Starting with the first line, output the data exactly, through to the last line.
----- Provided records -----
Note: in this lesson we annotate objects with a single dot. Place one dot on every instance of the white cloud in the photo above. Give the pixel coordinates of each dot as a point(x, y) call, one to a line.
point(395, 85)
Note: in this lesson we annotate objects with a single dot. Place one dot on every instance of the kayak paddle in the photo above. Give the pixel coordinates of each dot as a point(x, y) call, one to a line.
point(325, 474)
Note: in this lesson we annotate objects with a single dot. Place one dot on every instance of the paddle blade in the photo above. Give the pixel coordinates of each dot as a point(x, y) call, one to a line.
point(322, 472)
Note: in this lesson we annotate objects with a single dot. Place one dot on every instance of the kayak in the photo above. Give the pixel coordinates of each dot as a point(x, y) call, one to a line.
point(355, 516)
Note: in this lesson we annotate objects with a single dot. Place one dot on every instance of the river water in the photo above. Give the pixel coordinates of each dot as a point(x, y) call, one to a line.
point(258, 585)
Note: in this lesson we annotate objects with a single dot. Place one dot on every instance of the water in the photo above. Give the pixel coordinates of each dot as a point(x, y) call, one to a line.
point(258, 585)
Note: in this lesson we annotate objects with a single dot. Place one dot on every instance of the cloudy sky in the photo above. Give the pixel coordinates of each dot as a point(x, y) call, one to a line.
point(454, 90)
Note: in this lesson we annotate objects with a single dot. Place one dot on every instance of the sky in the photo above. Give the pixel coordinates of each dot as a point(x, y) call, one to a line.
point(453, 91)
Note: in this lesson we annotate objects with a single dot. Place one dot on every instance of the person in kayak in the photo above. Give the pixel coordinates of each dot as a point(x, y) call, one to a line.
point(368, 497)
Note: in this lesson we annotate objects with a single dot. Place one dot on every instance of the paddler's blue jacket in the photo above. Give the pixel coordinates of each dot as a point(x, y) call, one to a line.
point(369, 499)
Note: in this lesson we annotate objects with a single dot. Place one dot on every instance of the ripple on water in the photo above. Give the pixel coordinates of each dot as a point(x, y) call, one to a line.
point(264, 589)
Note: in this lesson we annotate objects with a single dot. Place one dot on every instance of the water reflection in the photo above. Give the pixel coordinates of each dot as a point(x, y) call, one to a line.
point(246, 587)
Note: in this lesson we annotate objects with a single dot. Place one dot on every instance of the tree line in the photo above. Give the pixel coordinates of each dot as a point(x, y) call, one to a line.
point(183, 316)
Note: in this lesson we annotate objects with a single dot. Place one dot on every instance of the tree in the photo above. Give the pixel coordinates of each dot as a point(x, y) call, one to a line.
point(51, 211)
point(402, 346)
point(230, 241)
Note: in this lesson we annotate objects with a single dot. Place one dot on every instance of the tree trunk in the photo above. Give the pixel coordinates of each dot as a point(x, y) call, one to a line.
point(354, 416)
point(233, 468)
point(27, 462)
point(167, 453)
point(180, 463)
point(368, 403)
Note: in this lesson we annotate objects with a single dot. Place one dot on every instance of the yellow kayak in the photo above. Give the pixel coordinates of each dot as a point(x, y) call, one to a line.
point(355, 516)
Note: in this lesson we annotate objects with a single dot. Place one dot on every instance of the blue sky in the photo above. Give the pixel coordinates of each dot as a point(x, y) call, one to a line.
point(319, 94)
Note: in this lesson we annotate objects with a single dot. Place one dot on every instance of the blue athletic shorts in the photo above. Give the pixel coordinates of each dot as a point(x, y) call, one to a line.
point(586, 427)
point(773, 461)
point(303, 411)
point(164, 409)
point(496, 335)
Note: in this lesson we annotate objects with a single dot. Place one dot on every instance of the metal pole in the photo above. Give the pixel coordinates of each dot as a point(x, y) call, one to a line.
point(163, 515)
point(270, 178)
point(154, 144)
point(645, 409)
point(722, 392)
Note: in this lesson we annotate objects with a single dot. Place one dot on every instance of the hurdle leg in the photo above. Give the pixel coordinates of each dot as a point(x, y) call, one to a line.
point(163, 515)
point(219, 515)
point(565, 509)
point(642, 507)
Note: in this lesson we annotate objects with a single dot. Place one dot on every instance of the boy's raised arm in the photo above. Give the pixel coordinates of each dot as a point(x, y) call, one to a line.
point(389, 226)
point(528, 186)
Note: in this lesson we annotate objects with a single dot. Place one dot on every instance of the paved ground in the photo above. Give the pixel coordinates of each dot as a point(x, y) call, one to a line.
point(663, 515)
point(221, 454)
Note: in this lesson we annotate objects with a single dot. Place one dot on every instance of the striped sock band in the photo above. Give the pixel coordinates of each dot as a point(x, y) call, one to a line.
-----
> [Solution to this exercise]:
Note: in this lesson we annotate objects with a single dot. Place one dot on every instance of the white cloud in the photo above. Give the pixel coordinates of each dot as a point(x, y) call, one to a line.
point(395, 85)
Note: in this lesson we annotate objects with a single dot. Place one dot on every instance of the kayak paddle in the photo above. Give the pixel coordinates of each dot as a point(x, y) call, one to a line.
point(325, 474)
Note: in this lesson we annotate objects with a single dot. Place one dot on every instance of the paddle blade in the photo above. Give the pixel coordinates of each dot as a point(x, y) call, one to a line.
point(322, 472)
Note: in this lesson we annotate objects with a single dot. Place one dot on every instance of the kayak in the photo above. Give the pixel coordinates of each dot as a point(x, y) call, one to a line.
point(355, 516)
Note: in this lesson we annotate objects with a single dot. Place one dot on every instance of the river water in the photo above. Give the pixel coordinates of each dot as a point(x, y) call, one to a line.
point(258, 585)
Note: in this lesson we annotate objects with a single dot. Place one dot on every instance of the water in the photo above. Give the pixel coordinates of each dot as a point(x, y) call, one to a line.
point(258, 585)
Note: in this lesson we annotate objects with a single dot. Place one dot on every instance of the cloudy sky in the photo above. Give the pixel coordinates of each dot as a point(x, y) call, one to a line.
point(454, 90)
Note: in this lesson we annotate objects with a single dot. Place one dot on every instance of the sky in the photo above. Give the pixel coordinates of each dot as a point(x, y) call, one to a line.
point(453, 91)
Note: in this lesson we annotate objects with a single dot. Place one dot on every instance of the person in kayak in the photo above. Give the pixel coordinates of each dot as a point(x, y) call, one to a line.
point(368, 497)
Note: in this lesson we annotate objects with a single dot. Place one dot on every instance of the paddler's blue jacket in the photo above. Give the pixel coordinates of each dot as a point(x, y) call, one to a line.
point(369, 499)
Note: in this lesson we annotate objects with a single dot. Place one dot on every instance of the ripple on water in the photo above. Give the pixel coordinates of each dot as a point(x, y) call, one to a line.
point(264, 589)
Note: in this lesson we annotate objects with a single dot. Place one dot on every instance of the water reflection in the photo above. Give the pixel coordinates of each dot as a point(x, y) call, one to a line.
point(246, 587)
Note: in this lesson we annotate objects with a single dot. Place one dot on every instance of the tree line in the photo above. Give the pixel coordinates of each dot as a point(x, y) call, one to a line.
point(183, 316)
Note: in this lesson we annotate objects with a single dot. Place one dot on every instance of the tree in the photo above. Give the pixel coordinates of each dot as a point(x, y) call, one to a line.
point(51, 211)
point(402, 346)
point(230, 241)
Note: in this lesson we annotate objects with a single dot. Place one dot on every instance of the tree trunk in the photo above. Give the pixel coordinates of each dot as a point(x, y) call, one to a line.
point(354, 416)
point(233, 468)
point(27, 462)
point(167, 453)
point(180, 463)
point(368, 403)
Note: in this lesson we annotate objects with a single dot. Place one dot on every instance of the yellow kayak in the photo above. Give the pixel coordinates of each dot as a point(x, y) call, one to a line.
point(355, 516)
Note: in this lesson we annotate objects with a single dot. Place one dot on every instance of the blue sky in the photo above. Give the pixel coordinates of each dot as a point(x, y) call, one to a line.
point(319, 94)
Note: in this lesson we annotate objects with a single dot. Place one dot on every instance of the blue athletic shorts in the photo above. Give the pixel coordinates of each dot as a point(x, y) call, one to a line.
point(586, 427)
point(773, 461)
point(303, 411)
point(164, 409)
point(496, 335)
Note: in this lesson we annotate objects with a single dot. Place one dot on every instance of the metal pole in the photo above. Give the pixel coordinates of each dot as a point(x, y) call, one to a line.
point(163, 515)
point(270, 178)
point(154, 144)
point(645, 409)
point(722, 392)
Note: in this lesson we annotate objects with a single dot. Place one dot on every instance of the hurdle leg in the photo above. Give the pixel coordinates of each dot as a point(x, y) call, one to a line.
point(163, 515)
point(219, 515)
point(565, 509)
point(642, 507)
Note: in this lesson we annotate objects with a single dot. Place one dot on every instance of the boy's raised arm in the photo above. Give the pixel coordinates of each dot as a point(x, y) call, one to a line.
point(389, 226)
point(528, 186)
Note: in this lesson we annotate objects with a single dot. Place one dot on every instance of the paved ground in the photo above. Give the pixel coordinates of each dot as a point(x, y) call, one to a line.
point(663, 515)
point(221, 454)
Note: in this lesson we annotate objects with a single dot. Place one dot on every instance of the striped sock band in the photo above. Give the pixel coordinates of each dot as a point(x, y) call, one to a line.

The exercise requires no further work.